*Written request:* Without the pictures, set down every line of the data exactly.

Location labeling records

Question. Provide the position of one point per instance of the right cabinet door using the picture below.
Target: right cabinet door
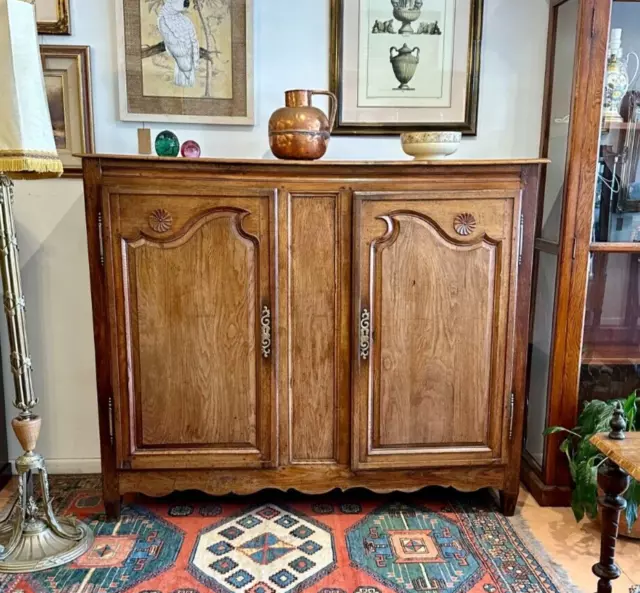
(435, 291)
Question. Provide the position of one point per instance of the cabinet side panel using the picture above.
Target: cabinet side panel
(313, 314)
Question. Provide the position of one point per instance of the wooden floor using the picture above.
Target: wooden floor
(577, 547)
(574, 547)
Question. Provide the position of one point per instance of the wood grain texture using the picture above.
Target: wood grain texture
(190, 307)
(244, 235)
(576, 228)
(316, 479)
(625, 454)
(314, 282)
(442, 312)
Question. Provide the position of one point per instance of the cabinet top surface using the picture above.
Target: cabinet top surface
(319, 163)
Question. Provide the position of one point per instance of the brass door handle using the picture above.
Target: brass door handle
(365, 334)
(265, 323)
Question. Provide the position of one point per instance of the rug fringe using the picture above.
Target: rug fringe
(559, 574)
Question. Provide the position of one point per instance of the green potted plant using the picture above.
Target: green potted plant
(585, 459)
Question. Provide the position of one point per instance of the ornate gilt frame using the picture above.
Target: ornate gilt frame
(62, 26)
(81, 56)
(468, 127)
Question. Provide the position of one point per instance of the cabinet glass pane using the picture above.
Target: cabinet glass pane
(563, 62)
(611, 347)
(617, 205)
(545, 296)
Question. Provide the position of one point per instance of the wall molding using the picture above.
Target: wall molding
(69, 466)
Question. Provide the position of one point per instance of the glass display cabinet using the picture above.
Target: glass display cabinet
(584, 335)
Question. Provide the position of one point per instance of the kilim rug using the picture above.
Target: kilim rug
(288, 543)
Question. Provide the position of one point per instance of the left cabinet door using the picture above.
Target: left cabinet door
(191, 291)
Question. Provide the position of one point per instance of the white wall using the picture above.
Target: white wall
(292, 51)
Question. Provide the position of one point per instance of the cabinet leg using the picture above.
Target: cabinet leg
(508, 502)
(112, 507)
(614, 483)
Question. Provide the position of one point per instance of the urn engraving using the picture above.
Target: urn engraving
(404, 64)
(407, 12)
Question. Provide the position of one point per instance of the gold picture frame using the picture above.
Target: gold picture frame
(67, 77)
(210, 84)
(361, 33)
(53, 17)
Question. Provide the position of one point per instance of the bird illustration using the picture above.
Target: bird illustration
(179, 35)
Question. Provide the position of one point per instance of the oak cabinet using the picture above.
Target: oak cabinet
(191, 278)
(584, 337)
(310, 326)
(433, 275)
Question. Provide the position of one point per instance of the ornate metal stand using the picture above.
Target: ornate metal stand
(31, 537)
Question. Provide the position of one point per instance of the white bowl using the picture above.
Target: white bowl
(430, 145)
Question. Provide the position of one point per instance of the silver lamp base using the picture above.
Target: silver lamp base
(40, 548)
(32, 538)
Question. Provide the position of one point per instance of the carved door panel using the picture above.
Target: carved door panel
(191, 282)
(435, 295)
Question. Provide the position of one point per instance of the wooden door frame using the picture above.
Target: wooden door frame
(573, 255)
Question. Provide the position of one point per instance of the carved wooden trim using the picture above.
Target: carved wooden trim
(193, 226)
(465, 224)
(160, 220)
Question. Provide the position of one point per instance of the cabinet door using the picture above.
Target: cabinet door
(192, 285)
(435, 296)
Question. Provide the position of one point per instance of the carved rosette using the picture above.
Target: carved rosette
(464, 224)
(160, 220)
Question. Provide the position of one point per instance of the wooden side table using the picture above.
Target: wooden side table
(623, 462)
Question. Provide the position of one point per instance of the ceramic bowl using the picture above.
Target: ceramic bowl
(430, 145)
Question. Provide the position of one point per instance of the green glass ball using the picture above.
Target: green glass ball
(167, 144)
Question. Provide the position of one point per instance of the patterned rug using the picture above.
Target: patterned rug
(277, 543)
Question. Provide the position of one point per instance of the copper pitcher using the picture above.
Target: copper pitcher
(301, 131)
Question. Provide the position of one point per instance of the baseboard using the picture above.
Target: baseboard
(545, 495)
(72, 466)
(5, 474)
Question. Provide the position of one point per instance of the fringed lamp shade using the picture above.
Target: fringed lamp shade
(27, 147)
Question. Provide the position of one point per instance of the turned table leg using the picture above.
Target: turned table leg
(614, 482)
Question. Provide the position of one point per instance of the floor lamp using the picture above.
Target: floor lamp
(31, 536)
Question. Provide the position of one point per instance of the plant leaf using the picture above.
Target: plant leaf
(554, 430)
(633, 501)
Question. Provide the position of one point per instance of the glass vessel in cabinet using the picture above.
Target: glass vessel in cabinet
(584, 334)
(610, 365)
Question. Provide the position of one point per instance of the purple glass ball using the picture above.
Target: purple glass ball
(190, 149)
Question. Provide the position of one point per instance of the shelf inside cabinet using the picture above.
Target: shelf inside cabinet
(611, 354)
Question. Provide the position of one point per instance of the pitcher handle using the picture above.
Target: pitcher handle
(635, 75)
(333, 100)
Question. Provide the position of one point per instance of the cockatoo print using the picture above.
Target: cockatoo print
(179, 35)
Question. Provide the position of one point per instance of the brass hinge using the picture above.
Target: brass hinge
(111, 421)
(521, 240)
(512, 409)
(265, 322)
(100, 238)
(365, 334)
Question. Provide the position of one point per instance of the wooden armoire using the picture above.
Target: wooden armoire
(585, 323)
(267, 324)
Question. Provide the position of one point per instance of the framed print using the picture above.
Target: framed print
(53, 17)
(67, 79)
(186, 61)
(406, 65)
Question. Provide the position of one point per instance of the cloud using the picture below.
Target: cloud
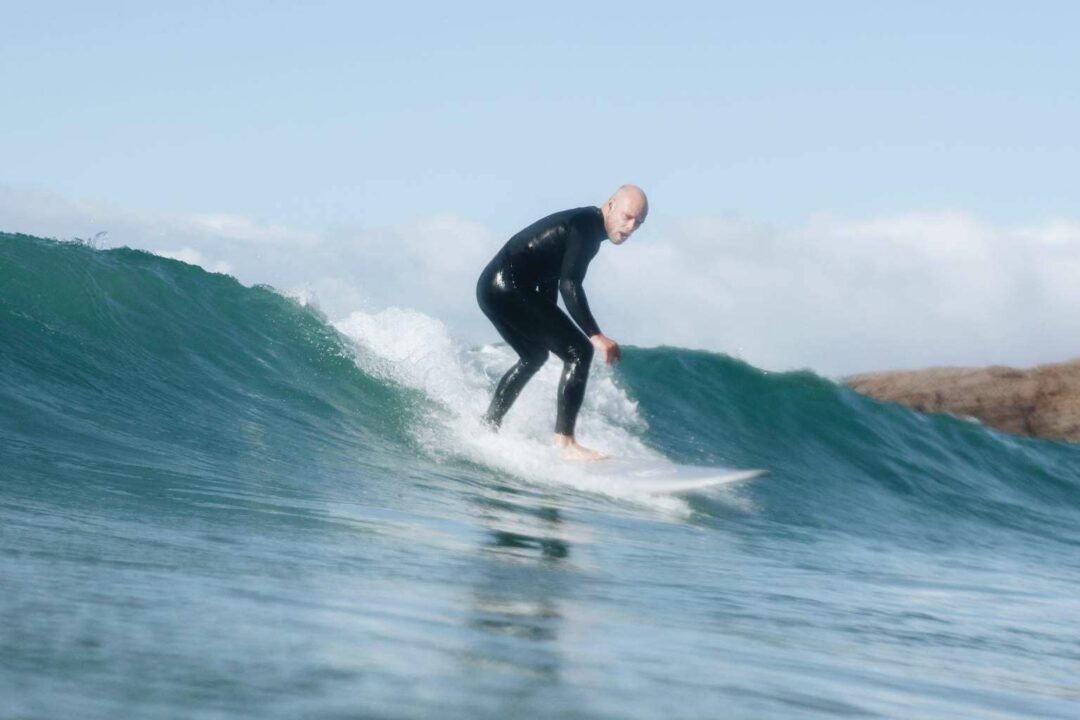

*Result:*
Question. Provide the position of one point per instance of the right cabinet door using the picture below.
Target: right cabinet door
(435, 291)
Question. Provide the position of one point per instance of the cabinet side panel using the picture above.
Target: cabinet side panel
(313, 314)
Question. Provide the position of one point per instance of the wooden floor using the picture above.
Target: wooden floor
(577, 547)
(574, 547)
Question. Provide the position of one point per instance of the wood grain texture using the picture above.
Target: wood grain texture
(190, 307)
(244, 235)
(576, 228)
(316, 479)
(625, 454)
(314, 282)
(442, 312)
Question. Provide the position of one point per instance of the cabinet top surface using the picture above.
Target: cabinet top surface
(319, 163)
Question. Provide the position of one point per instance of the brass door handle using the picture above.
Target: brass door handle
(365, 334)
(265, 323)
Question. Provide the position of one point per instance of the rug fringe using the picture above.
Target: rug fringe
(559, 574)
Question. Provide the position of one point per instance of the green potted plant using the picture above.
Target: green potted plant
(585, 459)
Question. Provide the position of one point per instance of the ornate gilt frame using the picture above.
Target: ornate gilt frame
(62, 26)
(81, 56)
(468, 127)
Question. Provide the position of one point per instance of the cabinet glass pane using the picture above.
Target: cabinet glass pane
(563, 62)
(611, 347)
(617, 205)
(545, 296)
Question. Provide the position of one point per instance of the wall molding using the picture above.
Target: wall molding
(69, 466)
Question. Provide the position of one point per instance of the glass display cabinet using the picture above.
Target: glass display cabinet
(584, 335)
Question. Provide the position of one point per instance of the kilim rug using the picture above.
Target: kilim rug
(288, 543)
Question. Provide the position of one point per instance of the left cabinet door using the picture above.
Target: left cabinet door
(191, 291)
Question. Provide the position of one point per instance of the white wall using the picture above.
Target: white wall
(292, 51)
Question. Provide the position of one point per instance of the cabinet leg using the picture above.
Target: cabinet leg
(508, 502)
(112, 507)
(614, 483)
Question. Provide the position of one point per instance of the urn engraving using the picture above.
Target: urn engraving
(404, 64)
(407, 12)
Question. Provide the position of one point per instance of the gold picture frame using the picture above.
Target: gold picture frame
(67, 77)
(210, 84)
(361, 33)
(53, 17)
Question. Provide the position of one point per instance of the bird illustration using the picture above.
Target: bird illustration
(179, 35)
Question. Provide the position of one point per instance of the oak cabinet using the picture above.
Target: oak cabinet
(191, 278)
(584, 337)
(310, 326)
(433, 275)
Question. Provide the position of one point per instance of the ornate metal stand using the picture above.
Target: ornate metal stand
(31, 537)
Question. Provide the position of one point per instance of the white bowl using the picture above.
Target: white bowl
(430, 145)
Question. Provide the position of one point per instance of the silver lamp base using the picture above.
Target: silver lamp base
(40, 548)
(32, 538)
Question. Provide the position of one point per instance of the carved door panel using the picture above.
Target: carved door panel
(191, 282)
(435, 295)
Question. Provide the position of one point per instance of the wooden door frame using the picture above.
Target: wooden door frame
(573, 255)
Question. Provide the position of one point per instance of the carved wooden trim using the picture above.
Target: carved wooden trim
(193, 226)
(465, 224)
(160, 220)
Question. Provide the position of one point per instance of the cabinet door using the picture above.
Target: cabinet door
(192, 285)
(435, 296)
Question. Provide the position of one point per instance of the carved rosette using the picture above.
Target: carved rosette
(464, 224)
(160, 220)
Question. Provide the position of one point per instance of the wooden side table using the picture above.
Target: wooden side table
(623, 462)
Question. Provide the position of one point per instance of the ceramic bowl using the picture above.
Target: ceramic bowl
(430, 145)
Question. Provide the position of one point per instance of the green glass ball using the picture above.
Target: green glass ball
(167, 144)
Question. Provide the position of one point per instance of the patterned rug using the picture above.
Target: patterned rug
(277, 543)
Question. Provide the position of one point per instance of the copper pitcher using the picture above.
Target: copper pitcher
(301, 131)
Question. Provide the position of one point per instance of the baseboard using the picture above.
Target: baseboard
(545, 495)
(72, 466)
(5, 474)
Question. Provide the position of one point per instance of the fringed lamp shade using the picture above.
Target: fringed lamp shade
(27, 147)
Question. Provide the position of one point per instance of the turned table leg using the picture above.
Target: turned table leg
(614, 482)
Question. Provide the position of one point per instance of the floor lamp using the picture above.
Target: floor lamp
(31, 536)
Question. Provide the position of one point per instance of the plant leaf using the picture above.
Target: plant leaf
(554, 430)
(633, 501)
Question. Provide the position of one point per instance of the glass vessel in cabinet using the picture above.
Target: glass vessel in cabinet
(584, 334)
(610, 365)
Question. Provide the position of one point per instance of the purple glass ball using the picture above.
Target: purple glass ball
(190, 149)
Question. Provide the position of one point per instance of the shelf inside cabinet using the picture above.
Target: shelf inside cabinet
(611, 354)
Question. Provide the position of one point per instance of the pitcher handle using the picture above.
Target: pitcher handle
(635, 75)
(333, 100)
Question. Provide the position of one point per instance of the cockatoo print using the picture above.
Target: cockatoo print
(179, 35)
Question. Provide the position of one point per instance of the brass hinge using the picture above.
Target: brass hinge
(111, 421)
(521, 240)
(512, 409)
(265, 322)
(100, 238)
(365, 334)
Question. Provide the position of one point per instance of the wooden armoire using the picture above.
Target: wooden armoire
(585, 323)
(267, 324)
Question. Provide the position of one point per instance of the framed print using the picture above.
Target: framed print
(53, 17)
(67, 79)
(186, 61)
(406, 65)
Question. Provide the position of one point per instance of the cloud using the picture below.
Target: cloud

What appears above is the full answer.